(Stored items)
◇ ◇ ◇ ◇

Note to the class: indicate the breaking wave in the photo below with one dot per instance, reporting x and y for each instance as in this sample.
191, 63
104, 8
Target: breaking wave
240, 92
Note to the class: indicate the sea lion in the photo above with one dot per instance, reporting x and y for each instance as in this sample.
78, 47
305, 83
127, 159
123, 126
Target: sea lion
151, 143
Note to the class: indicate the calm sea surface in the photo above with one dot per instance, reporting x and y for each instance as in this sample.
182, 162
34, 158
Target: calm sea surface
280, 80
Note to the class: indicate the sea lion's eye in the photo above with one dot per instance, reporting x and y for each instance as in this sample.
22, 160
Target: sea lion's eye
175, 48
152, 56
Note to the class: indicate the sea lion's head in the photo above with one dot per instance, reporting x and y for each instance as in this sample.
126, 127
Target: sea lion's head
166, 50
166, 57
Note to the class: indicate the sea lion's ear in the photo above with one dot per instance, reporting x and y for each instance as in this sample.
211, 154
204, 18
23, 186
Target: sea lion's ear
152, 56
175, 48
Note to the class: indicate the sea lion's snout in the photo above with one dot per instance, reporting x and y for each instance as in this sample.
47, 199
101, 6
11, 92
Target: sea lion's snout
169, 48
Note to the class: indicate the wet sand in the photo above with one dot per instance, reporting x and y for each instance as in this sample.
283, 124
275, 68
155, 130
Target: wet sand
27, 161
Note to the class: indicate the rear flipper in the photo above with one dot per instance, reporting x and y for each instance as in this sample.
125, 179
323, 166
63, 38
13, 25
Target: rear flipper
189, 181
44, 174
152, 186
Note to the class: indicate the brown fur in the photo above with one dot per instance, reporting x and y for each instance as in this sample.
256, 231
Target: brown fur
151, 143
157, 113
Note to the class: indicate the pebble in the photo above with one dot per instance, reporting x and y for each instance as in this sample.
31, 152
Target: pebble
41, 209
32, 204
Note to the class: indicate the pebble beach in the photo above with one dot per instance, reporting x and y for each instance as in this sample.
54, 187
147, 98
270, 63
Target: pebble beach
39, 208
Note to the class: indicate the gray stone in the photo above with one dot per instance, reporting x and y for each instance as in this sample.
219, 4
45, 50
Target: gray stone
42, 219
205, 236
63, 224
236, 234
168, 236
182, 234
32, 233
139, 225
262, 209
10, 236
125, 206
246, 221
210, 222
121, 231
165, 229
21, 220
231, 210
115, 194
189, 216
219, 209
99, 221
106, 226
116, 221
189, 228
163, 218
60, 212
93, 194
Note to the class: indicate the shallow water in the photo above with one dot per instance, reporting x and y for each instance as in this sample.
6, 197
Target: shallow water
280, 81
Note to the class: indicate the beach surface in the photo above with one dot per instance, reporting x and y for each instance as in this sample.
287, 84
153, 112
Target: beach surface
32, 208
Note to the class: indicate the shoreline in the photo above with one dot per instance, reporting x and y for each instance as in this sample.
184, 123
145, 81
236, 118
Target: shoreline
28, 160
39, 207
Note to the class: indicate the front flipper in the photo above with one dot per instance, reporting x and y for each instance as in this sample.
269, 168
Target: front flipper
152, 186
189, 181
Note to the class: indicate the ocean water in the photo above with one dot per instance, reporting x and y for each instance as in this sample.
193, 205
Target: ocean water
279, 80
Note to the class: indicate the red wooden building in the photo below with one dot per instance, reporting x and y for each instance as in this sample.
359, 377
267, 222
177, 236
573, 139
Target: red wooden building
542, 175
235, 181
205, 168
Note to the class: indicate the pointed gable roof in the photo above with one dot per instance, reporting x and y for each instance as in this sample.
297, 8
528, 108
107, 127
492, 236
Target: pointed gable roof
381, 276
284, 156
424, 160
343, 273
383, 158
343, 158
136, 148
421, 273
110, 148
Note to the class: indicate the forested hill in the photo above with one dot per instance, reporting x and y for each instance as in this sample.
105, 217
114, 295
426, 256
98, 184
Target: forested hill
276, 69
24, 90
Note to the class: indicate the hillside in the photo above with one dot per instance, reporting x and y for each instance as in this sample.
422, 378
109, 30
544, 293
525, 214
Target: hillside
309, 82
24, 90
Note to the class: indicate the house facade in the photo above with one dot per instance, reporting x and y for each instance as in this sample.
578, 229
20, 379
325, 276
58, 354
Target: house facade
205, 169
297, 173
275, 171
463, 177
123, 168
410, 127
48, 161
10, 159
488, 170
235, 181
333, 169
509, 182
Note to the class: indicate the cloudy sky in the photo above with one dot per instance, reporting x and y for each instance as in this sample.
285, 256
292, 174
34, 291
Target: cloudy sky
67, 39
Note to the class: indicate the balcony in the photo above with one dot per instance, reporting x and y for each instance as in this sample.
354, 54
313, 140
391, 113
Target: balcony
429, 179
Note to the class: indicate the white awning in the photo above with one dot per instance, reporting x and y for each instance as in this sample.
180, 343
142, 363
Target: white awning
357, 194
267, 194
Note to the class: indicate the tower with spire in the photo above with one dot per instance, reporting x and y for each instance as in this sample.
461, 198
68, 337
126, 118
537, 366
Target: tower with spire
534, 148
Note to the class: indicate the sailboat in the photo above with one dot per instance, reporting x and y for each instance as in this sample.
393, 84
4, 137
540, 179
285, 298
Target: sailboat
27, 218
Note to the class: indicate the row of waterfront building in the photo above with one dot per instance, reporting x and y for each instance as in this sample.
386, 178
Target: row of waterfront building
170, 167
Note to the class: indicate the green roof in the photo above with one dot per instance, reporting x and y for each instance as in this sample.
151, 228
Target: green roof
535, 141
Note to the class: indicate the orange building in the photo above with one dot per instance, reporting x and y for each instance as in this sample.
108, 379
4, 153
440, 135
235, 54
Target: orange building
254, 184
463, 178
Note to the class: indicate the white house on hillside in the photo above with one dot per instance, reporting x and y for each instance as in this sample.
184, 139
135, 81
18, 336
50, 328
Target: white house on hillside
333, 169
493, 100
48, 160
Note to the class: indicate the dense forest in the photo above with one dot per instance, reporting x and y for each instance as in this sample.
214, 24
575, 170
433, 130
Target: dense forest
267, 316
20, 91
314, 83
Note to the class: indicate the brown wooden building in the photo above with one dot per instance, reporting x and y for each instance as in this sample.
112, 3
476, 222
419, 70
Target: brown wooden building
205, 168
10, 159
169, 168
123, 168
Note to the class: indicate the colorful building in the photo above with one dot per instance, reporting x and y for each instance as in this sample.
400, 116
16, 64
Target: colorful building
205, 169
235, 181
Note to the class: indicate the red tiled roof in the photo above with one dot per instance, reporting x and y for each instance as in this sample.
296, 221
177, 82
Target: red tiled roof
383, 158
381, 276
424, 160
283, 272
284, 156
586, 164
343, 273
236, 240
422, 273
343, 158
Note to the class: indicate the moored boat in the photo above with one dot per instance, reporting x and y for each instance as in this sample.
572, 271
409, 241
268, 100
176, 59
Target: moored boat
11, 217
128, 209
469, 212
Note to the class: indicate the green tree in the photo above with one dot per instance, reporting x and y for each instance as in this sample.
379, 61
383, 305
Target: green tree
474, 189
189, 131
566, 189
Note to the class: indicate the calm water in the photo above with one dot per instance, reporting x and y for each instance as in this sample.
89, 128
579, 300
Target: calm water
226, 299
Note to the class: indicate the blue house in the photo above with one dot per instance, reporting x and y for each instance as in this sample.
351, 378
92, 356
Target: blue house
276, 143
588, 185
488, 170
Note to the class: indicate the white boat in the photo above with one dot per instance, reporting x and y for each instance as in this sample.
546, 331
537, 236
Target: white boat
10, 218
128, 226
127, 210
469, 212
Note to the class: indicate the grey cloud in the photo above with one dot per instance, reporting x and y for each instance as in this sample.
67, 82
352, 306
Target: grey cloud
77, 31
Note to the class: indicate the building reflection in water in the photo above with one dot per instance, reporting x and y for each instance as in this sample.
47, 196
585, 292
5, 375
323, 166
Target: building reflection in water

◇ ◇ ◇ ◇

Work to be completed:
The task calls for each record to be returned verbatim.

Task solution:
Note to the class: indicate the breaking wave in the photo below with one dot per instance, reporting x and y for each instance as in this sample.
191, 63
104, 8
Target: breaking wave
240, 92
Note to the class: indicate the sea lion in the photo above with one dot per instance, reporting x and y for each instance as in this sample.
78, 47
305, 83
127, 159
123, 126
Target: sea lion
151, 143
Note to the class: indicate the calm sea surface in the photo above with one dot per instance, reporting x and y for each instance as in this sample.
182, 162
34, 158
Target: calm sea surface
280, 80
Note to the class: indicate the sea lion's eye in the photo above with one dot per instance, reporting x and y for each instance as in this sample.
22, 160
Target: sea lion's eye
175, 48
152, 56
Note to the class: indicate the sea lion's head in the photo above with one dot per instance, reporting x and y for each instance as in this sample.
126, 127
Target: sea lion's head
166, 50
166, 57
Note to the class: indicate the sea lion's ear in the photo above with one dot per instance, reporting x and y for each instance as in this sample.
211, 154
204, 18
23, 186
Target: sea lion's ear
152, 56
175, 48
Note to the class: indicate the sea lion's snout in the photo above with one dot per instance, reporting x and y for each instance as in this sample.
47, 199
101, 6
11, 92
Target: sea lion's snout
169, 48
Note to the class: indicate the wet sand in the photo above with one dot per instance, reporting x and y for each instance as in this sample.
283, 124
275, 68
155, 130
Target: wet sand
27, 161
Note to the class: indicate the rear flipper in the photo above with one dot per instance, reporting x and y for each instance as in this sample.
125, 179
323, 166
63, 38
13, 25
Target: rear flipper
189, 181
44, 174
152, 186
Note to the class: indicate the brown fur in the photo above with one dot per instance, reporting x and y for each instance as in this sample.
256, 231
Target: brown fur
151, 143
157, 113
Note to the class: indicate the pebble in the photo above with one dot per instance, reporting x and y for each instance as in this sample.
31, 152
Target: pebble
41, 209
32, 204
Note to the class: indicate the pebble beach in the photo above with one dot per instance, reporting x and y for each instance as in this sample.
54, 187
147, 98
270, 63
Target: pebble beach
39, 208
Note to the class: indicate the gray stone in the photo above with one dot per instance, reporting x and y for each instance as in this sample.
219, 4
45, 50
Target: gray stone
42, 219
205, 236
63, 224
236, 234
168, 236
182, 234
32, 233
139, 225
262, 209
10, 236
125, 206
246, 221
210, 222
121, 231
165, 229
21, 220
231, 210
115, 194
189, 216
219, 209
99, 221
106, 226
116, 221
189, 228
163, 218
60, 212
93, 194
Note to the class: indicate the shallow water in the photo above with one dot per instance, reporting x and y for each instance as in this sample.
6, 197
Target: shallow water
280, 81
Note to the class: indicate the beach surface in the photo above with one dot per instance, reporting x and y for each instance as in this sample.
287, 84
153, 112
Target: beach surface
32, 208
Note to the class: indicate the shoreline in the photo above with one dot per instance, reporting x and y for each instance as in this sample.
184, 123
145, 81
236, 118
Target: shoreline
28, 160
39, 207
Note to the class: indicate the front flipper in the photo above with one dot per instance, reporting x and y for each instance as in this sample.
269, 168
Target: front flipper
152, 186
189, 181
Note to the class: indicate the ocean water in the photo above with one dot per instance, reporting x and y for each instance as in this sample.
193, 205
Target: ocean water
279, 80
Note to the class: indicate the red wooden building in the photo below with one dot per instance, reporting x and y for each instance as in this sample.
359, 377
267, 222
177, 236
573, 139
Target: red wooden building
542, 175
235, 181
205, 168
Note to the class: indicate the pointed gable roof in the photo above with one dot per instance, reporting x and y for each instance as in this sample.
297, 8
528, 108
107, 127
492, 236
Target: pointed gable roof
381, 276
284, 156
424, 160
343, 273
383, 158
343, 158
136, 148
421, 273
110, 148
Note to the class: indicate the forested hill in the photo above with one dot per instance, reporting x and y for each instance as in this sample.
105, 217
114, 295
426, 256
98, 184
Target: forested hill
276, 69
24, 90
Note to the class: indicate the hillside in the photo above with one dot per instance, reporting x and y for each instance as in this sample.
422, 378
109, 30
544, 293
525, 214
Target: hillside
309, 82
24, 90
Note to the class: indicate the house facade in the photo above with one dot per instance, reporting x and y for each instance as in this sample.
578, 229
20, 379
325, 276
58, 354
Target: house facade
205, 169
297, 173
275, 171
463, 177
123, 168
410, 127
48, 161
10, 159
488, 170
235, 181
333, 169
509, 182
Note to the class: indicate the cloudy sky in the photo above with one dot per instance, reporting x and y for each instance as in this sample.
285, 256
292, 174
34, 291
Target: cloudy sky
67, 39
Note to the class: indicate the balcony in the photo above with one dot per instance, reporting x and y for each instance as in this sample.
354, 54
313, 140
391, 113
Target: balcony
429, 179
Note to the class: indicate the white awning in the photo above with one dot per instance, reporting x and y for each instance as in this sample.
180, 343
142, 363
Target: white awning
357, 194
267, 194
Note to the class: indicate the tower with spire in the photo above with one dot per instance, reporting x and y for each instance as in this sample.
461, 198
68, 337
126, 118
537, 366
Target: tower with spire
534, 148
Note to the class: indicate the sailboat in the photo above with one dot per instance, reporting x and y for each instance as in this sample.
393, 84
4, 137
540, 179
285, 298
Target: sailboat
27, 218
Note to the class: indicate the row of waterfront building in the photo above with one dot per instance, reporting x and y for each instance as in this sample.
386, 178
Target: row of waterfront building
170, 167
Note to the class: indicate the green roof in the photo above with one dot per instance, reporting x and y for each instance as in this sample.
151, 228
Target: green roof
535, 141
Note to the class: indicate the orange building in the photo above with one dot per instance, reporting x and y for each instance as in this sample.
108, 379
4, 153
440, 135
235, 54
Target: orange building
254, 184
463, 178
Note to the class: indicate the white house on hillside in the photo above with one dot per instance, reporting x and y for each instance as in this sample.
184, 139
135, 81
18, 336
50, 328
Target: white house on hillside
333, 169
493, 100
48, 160
Note to the class: indicate the dense forest in the photo above with one dot per instance, reporting x and y for each instance as in this sample.
214, 24
575, 170
433, 130
Target: dense forest
267, 316
20, 91
314, 83
Note to the class: indicate the brown wooden building in the photo above with one dot per instance, reporting x and y for each instance as in this sample.
112, 3
476, 222
419, 70
Target: brown wooden building
205, 168
10, 159
169, 168
123, 168
Note to the class: indicate the colorful building in the photo above with one dot per instance, reporting x and y for each instance as in this sample.
400, 116
16, 64
Target: colorful building
205, 169
235, 181
Note to the class: indicate the red tiled roof in the photo above with one dot per instance, reporting x and y for each instance as in this sample.
296, 221
177, 82
Target: red tiled roof
383, 158
381, 276
424, 160
283, 272
284, 156
586, 164
343, 273
236, 240
422, 273
343, 158
Note to the class: indicate the moored boat in the photo above with one dot per instance, reporting x and y for each instance as in this sample.
572, 271
409, 241
268, 100
176, 59
Target: moored boat
11, 217
128, 209
469, 212
Note to the class: indicate the green tree in the photo above with one dot per instance, reporting x and y for each instance as in this sample.
379, 61
383, 305
Target: green tree
474, 189
189, 131
566, 189
Note to the class: indicate the calm water in the photo above with one dot per instance, reporting x and y for each instance as in this sample.
89, 128
579, 300
Target: calm water
226, 299
Note to the class: indicate the blue house in the photo above with one dot per instance, reporting x and y for each instance as in this sample.
351, 378
92, 356
Target: blue house
276, 143
588, 185
488, 170
Note to the class: indicate the white boat in the photo above with one dot per instance, reporting x and y for each instance as in this sample.
546, 331
537, 236
Target: white boat
10, 218
128, 226
127, 210
469, 212
Note to the class: indicate the grey cloud in the photo above with one dot per instance, reporting x and y for each instance as in this sample.
67, 82
352, 306
Target: grey cloud
77, 31
Note to the class: indicate the building reflection in water in the photo above with one dot per instance, reporting x and y for each instance as in this sample.
47, 196
585, 292
5, 375
323, 166
Target: building reflection in water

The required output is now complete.